- [What is being asked] Write every line of the material out exactly as shown.
** Begin **
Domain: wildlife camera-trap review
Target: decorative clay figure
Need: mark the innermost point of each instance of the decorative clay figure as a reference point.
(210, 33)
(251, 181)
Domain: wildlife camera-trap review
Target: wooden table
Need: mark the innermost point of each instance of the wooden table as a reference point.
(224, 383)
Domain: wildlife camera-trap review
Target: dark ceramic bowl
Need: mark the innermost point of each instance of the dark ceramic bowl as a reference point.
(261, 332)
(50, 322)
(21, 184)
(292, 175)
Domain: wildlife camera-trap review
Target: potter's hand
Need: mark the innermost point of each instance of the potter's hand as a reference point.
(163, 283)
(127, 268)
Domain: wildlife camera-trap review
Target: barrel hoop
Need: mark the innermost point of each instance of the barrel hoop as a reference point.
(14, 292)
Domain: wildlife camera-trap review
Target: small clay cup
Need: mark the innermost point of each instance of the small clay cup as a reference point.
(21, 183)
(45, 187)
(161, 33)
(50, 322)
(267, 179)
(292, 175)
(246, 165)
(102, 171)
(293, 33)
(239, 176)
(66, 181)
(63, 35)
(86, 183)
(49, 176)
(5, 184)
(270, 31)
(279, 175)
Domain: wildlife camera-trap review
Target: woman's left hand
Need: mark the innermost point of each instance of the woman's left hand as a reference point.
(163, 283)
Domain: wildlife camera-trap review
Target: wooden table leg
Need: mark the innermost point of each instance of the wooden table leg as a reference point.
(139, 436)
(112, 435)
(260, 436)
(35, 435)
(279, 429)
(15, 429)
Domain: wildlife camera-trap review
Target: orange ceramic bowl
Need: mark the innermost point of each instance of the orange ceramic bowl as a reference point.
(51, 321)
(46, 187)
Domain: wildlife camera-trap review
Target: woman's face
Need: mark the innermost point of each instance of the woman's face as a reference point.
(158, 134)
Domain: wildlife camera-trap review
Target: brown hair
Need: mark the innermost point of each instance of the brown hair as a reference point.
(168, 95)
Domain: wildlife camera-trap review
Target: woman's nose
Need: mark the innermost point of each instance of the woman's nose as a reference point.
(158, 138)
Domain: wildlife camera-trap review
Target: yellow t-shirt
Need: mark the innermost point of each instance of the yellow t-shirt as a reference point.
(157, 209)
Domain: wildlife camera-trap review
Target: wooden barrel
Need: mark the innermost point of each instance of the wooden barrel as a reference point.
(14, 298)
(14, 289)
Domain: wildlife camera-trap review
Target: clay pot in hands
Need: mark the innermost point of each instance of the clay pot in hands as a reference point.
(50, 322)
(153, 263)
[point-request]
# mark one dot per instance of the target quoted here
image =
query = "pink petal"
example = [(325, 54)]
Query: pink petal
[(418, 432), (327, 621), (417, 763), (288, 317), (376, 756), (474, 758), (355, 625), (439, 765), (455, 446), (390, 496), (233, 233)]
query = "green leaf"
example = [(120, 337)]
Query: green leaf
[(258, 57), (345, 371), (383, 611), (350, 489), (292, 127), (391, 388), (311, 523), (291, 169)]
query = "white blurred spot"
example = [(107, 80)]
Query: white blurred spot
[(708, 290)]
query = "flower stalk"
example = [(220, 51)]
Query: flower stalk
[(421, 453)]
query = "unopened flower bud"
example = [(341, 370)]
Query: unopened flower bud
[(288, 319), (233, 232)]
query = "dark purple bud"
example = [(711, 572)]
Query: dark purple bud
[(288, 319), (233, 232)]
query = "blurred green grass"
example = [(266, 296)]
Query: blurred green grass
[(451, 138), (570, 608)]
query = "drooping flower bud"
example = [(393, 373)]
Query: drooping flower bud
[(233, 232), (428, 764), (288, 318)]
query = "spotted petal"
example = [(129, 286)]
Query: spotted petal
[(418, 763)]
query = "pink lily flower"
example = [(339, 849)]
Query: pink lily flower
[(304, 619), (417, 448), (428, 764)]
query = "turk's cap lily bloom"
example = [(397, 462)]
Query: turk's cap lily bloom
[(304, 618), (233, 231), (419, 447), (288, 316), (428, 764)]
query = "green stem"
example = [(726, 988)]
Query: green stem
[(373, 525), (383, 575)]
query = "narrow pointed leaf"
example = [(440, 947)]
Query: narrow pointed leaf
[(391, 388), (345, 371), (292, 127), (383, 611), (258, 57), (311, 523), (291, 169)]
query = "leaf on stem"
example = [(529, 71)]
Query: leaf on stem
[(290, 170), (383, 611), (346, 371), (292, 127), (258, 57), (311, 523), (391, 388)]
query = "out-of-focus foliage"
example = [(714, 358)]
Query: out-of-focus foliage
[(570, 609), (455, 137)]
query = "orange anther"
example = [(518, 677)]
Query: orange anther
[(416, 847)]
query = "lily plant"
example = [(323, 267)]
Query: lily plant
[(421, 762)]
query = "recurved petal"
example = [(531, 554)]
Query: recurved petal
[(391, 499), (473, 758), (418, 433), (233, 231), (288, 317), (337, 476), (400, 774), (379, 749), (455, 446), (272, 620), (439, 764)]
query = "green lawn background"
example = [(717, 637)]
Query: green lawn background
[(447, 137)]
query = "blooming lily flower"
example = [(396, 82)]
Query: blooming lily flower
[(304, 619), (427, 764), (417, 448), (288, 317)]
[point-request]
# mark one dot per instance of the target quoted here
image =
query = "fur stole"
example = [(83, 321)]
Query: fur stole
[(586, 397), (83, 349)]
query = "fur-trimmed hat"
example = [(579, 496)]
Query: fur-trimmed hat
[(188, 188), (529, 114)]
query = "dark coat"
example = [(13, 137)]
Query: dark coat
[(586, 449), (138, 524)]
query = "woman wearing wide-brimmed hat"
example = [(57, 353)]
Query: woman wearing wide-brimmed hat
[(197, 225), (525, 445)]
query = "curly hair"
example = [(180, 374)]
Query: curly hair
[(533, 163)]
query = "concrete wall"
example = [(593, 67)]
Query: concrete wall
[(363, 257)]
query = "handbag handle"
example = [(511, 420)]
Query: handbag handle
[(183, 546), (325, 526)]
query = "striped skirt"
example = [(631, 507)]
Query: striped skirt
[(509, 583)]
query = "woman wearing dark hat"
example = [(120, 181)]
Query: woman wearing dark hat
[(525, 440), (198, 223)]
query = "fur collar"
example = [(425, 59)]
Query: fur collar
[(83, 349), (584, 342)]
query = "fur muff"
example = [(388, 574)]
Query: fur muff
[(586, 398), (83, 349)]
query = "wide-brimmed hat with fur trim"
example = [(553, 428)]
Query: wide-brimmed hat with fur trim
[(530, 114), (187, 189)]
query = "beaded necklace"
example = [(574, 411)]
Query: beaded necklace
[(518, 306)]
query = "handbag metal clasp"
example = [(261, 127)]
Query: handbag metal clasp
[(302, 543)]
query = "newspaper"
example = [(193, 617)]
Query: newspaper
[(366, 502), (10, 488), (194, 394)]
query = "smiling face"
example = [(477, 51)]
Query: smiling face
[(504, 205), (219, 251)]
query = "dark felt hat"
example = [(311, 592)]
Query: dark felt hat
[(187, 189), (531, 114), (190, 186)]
** End **
- [Output of the exercise]
Domain: wildlife camera-trap review
Target: decorative clay figure
Need: mark the innermost point of each instance of the decorative clay figure as a reference point.
(210, 33)
(251, 181)
Domain: wildlife camera-trap review
Target: wooden table
Need: mark the innermost point of each instance of the wooden table as a reference point.
(224, 383)
Domain: wildlife camera-trap review
Target: dark ceramic bowl
Need: mark the innermost point of each instance of the dark ceramic bowl as a reference point.
(261, 332)
(50, 322)
(21, 184)
(292, 175)
Domain: wildlife camera-trap review
Target: potter's hand
Need: mark the innermost point of each instance of the potter's hand as a reference point.
(163, 283)
(127, 268)
Domain: wildlife camera-trap review
Target: barrel hoop
Need: mark the innermost point of each instance of the barrel hoop as a reference point.
(14, 292)
Domain: wildlife camera-trap review
Target: small clay cup
Need: mark the innermost point of each instance of the small clay cup as a reference point.
(21, 183)
(45, 187)
(161, 33)
(50, 322)
(267, 179)
(292, 175)
(246, 165)
(102, 171)
(293, 33)
(239, 176)
(66, 181)
(63, 35)
(86, 183)
(49, 176)
(5, 184)
(270, 31)
(279, 175)
Domain: wildlife camera-trap review
Target: woman's left hand
Need: mark the innermost point of each instance of the woman's left hand as a reference point.
(163, 283)
Domain: wildlife camera-trap review
Target: wooden table leg
Need: mark the innermost point of each instance of the wooden table leg as a reference point.
(139, 436)
(112, 435)
(260, 436)
(35, 435)
(279, 429)
(15, 429)
Domain: wildlife camera-trap review
Target: orange ceramic bowl
Need: mark the innermost point of each instance of the orange ceramic bowl as a reference point.
(51, 321)
(46, 187)
Domain: wildlife camera-trap review
Target: woman's face
Need: mark the innermost point of each instance of the woman's face as a reference point.
(158, 134)
Domain: wildlife camera-trap review
Target: brown hair
Need: mark the innermost point of each instance of the brown hair as a reference point.
(168, 95)
Domain: wildlife camera-trap review
Target: woman's nose
Need: mark the innermost point of each instance of the woman's nose as a reference point.
(158, 138)
Domain: wildlife camera-trap review
Target: yellow t-shirt
Need: mark the innermost point of each instance of the yellow t-shirt as a reference point.
(157, 209)
Domain: wildlife camera-trap review
Target: wooden barrel
Need: mark the innermost point of each instance of the wooden barrel as a reference point.
(14, 298)
(14, 289)
Domain: wildlife camera-trap review
Target: clay pot in hands
Need: mark the innermost point of each instance of the clay pot in hands as a reference point.
(50, 322)
(153, 263)
[point-request]
# mark one dot per instance of the target quoted here
image =
query = "pink petal"
example = [(325, 54)]
Query: pink petal
[(418, 432), (327, 621), (417, 763), (288, 317), (376, 756), (474, 758), (355, 625), (439, 765), (455, 446), (390, 496), (233, 233)]
query = "green leaf"
example = [(120, 337)]
Query: green leaf
[(258, 57), (345, 371), (383, 611), (350, 489), (292, 127), (391, 388), (311, 523), (291, 169)]
query = "white blurred spot"
example = [(107, 80)]
Query: white blurred spot
[(708, 290)]
query = "flower stalk"
example = [(220, 51)]
Query: flower stalk
[(421, 453)]
query = "unopened flower bud"
example = [(341, 370)]
Query: unopened flower bud
[(288, 319), (233, 232)]
query = "dark purple bud"
example = [(711, 572)]
Query: dark purple bud
[(288, 319), (233, 232)]
query = "blurred green grass"
example = [(266, 296)]
Query: blurred green grass
[(451, 138), (570, 608)]
query = "drooping flower bud"
example = [(393, 373)]
Query: drooping flower bud
[(233, 232), (428, 764), (288, 318)]
query = "spotted petal"
example = [(129, 286)]
Query: spotted petal
[(418, 763)]
query = "pink lily flower"
example = [(339, 849)]
Query: pink lily flower
[(304, 619), (417, 448), (428, 764)]
query = "turk's cap lily bloom"
example = [(397, 462)]
Query: turk's cap lily bloom
[(304, 618), (233, 231), (419, 447), (288, 316), (428, 764)]
query = "green stem"
example = [(726, 988)]
Query: green stem
[(373, 525), (383, 575)]
query = "narrow pointed leaf"
example = [(440, 947)]
Query: narrow pointed leaf
[(391, 388), (345, 371), (292, 127), (383, 611), (258, 57), (311, 523), (291, 169)]
query = "leaf on stem"
example = [(529, 71)]
Query: leaf on stem
[(290, 170), (383, 611), (346, 371), (292, 127), (258, 57), (311, 523), (391, 388)]
query = "out-of-focus foliage"
example = [(714, 358)]
Query: out-of-focus foliage
[(570, 609), (455, 137)]
query = "orange anther"
example = [(518, 677)]
Query: orange anther
[(416, 847)]
query = "lily plant"
example = [(323, 267)]
Query: lily plant
[(421, 762)]
query = "recurved petal"
example = [(531, 554)]
Query: recurved petal
[(391, 499), (473, 758), (418, 433), (233, 231), (288, 317), (337, 476), (400, 774), (379, 749), (455, 446), (272, 620), (439, 764)]
query = "green lawn background"
example = [(717, 637)]
Query: green lawn background
[(447, 137)]
query = "blooming lily flower"
example = [(396, 82)]
Query: blooming lily flower
[(304, 619), (427, 764), (417, 448), (288, 317)]
[point-request]
# mark one dot per instance of the target quoted here
image =
query = "fur stole"
example = [(83, 321)]
Query: fur stole
[(586, 397), (83, 349)]
query = "fur-trimmed hat"
example = [(579, 496)]
Query: fur-trimmed hat
[(188, 188), (529, 114)]
query = "dark coat"
example = [(13, 137)]
Query: dark coat
[(586, 449), (138, 524)]
query = "woman wearing wide-brimmed hat"
example = [(57, 353)]
Query: woman wearing wide-brimmed hat
[(197, 225), (525, 445)]
query = "curly hair"
example = [(180, 374)]
Query: curly hair
[(533, 163)]
query = "concrete wall"
example = [(593, 67)]
Query: concrete wall
[(363, 257)]
query = "handbag handle"
example = [(511, 420)]
Query: handbag handle
[(183, 546), (325, 526)]
query = "striped skirt"
example = [(631, 507)]
Query: striped skirt
[(509, 583)]
query = "woman wearing dark hat"
example = [(120, 181)]
Query: woman wearing dark hat
[(525, 440), (198, 223)]
query = "fur collar"
example = [(425, 59)]
Query: fur collar
[(83, 349), (584, 342)]
query = "fur muff"
example = [(388, 574)]
Query: fur muff
[(586, 398), (83, 349)]
query = "wide-brimmed hat with fur trim"
example = [(553, 428)]
Query: wide-brimmed hat with fur trim
[(530, 114), (187, 189)]
query = "beaded necklace"
example = [(574, 411)]
Query: beaded necklace
[(518, 306)]
query = "handbag metal clasp"
example = [(261, 127)]
Query: handbag metal clasp
[(302, 543)]
query = "newspaper"
example = [(193, 617)]
Query: newspaper
[(366, 502), (10, 488), (194, 394)]
query = "smiling face"
example = [(477, 51)]
Query: smiling face
[(504, 205), (219, 251)]
query = "dark felt hat"
example = [(311, 592)]
Query: dark felt hat
[(187, 189), (531, 114), (190, 186)]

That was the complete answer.